Stored items from a collection:
____

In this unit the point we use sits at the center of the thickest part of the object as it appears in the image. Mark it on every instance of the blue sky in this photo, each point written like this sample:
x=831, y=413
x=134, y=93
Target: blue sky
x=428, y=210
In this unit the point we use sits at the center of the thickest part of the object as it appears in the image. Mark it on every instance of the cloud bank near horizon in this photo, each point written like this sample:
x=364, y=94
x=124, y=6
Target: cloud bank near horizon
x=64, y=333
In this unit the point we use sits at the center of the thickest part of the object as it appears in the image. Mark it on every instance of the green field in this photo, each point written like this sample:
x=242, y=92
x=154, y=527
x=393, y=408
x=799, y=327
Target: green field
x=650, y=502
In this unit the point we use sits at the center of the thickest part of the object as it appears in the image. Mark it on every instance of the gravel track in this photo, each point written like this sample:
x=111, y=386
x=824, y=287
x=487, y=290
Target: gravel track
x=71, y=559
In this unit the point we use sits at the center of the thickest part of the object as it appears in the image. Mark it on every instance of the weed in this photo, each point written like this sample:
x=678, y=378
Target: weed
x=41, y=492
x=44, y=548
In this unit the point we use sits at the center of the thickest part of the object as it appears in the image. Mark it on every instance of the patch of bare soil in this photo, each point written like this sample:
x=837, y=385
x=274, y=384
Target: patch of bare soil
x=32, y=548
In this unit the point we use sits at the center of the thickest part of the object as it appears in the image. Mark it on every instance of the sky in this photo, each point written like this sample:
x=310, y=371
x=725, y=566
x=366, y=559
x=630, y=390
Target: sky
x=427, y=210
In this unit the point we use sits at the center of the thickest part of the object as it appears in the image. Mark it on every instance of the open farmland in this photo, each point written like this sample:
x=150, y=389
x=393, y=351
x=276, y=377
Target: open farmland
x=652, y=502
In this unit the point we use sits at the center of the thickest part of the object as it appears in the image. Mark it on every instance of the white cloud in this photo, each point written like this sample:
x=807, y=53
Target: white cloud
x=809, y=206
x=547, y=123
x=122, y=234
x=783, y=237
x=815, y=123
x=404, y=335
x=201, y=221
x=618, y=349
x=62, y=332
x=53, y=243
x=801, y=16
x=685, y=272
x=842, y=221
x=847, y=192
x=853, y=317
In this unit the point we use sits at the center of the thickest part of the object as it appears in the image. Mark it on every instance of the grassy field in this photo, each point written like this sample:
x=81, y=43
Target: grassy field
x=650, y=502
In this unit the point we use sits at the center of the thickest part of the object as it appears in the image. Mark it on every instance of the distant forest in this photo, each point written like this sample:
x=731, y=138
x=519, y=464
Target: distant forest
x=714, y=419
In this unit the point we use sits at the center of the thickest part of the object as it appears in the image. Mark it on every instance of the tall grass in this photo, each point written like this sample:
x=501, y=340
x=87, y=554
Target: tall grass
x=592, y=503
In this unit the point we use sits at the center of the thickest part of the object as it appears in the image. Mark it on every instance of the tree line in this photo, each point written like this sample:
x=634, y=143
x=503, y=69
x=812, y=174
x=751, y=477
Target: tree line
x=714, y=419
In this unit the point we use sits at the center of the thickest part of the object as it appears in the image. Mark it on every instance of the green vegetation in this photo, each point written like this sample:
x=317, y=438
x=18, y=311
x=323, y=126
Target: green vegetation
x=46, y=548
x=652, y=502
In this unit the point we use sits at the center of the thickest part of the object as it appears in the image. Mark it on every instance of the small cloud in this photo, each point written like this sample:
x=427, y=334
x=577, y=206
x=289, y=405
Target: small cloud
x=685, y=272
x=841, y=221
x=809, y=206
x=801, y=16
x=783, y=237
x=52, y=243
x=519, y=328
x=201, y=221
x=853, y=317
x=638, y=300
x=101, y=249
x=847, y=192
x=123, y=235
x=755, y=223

____

Starting with the line that contains "of the cloud" and going on through the line that contains "x=71, y=559", change every "gravel track" to "dirt track" and leave all else as it is. Give back only those lines.

### SOLUTION
In this unit the point we use sits at the center of the thickest part of the object as it appears in the image. Mark it on every instance of the cloud bank near horizon in this photo, each point written like this sample:
x=364, y=94
x=124, y=6
Target: cloud bank near horizon
x=64, y=333
In this unit the point we use sits at the center of the thickest part of the object as it appears in the image. Mark it on every instance of the green field in this photo, each point written like this sample:
x=242, y=92
x=154, y=527
x=393, y=408
x=799, y=327
Target: green field
x=650, y=502
In this unit the point we use sits at the center of the thickest part of the object as it appears in the image. Mark it on every instance of the dirt track in this photo, each point written like this sample:
x=111, y=386
x=824, y=287
x=487, y=290
Target: dirt track
x=71, y=559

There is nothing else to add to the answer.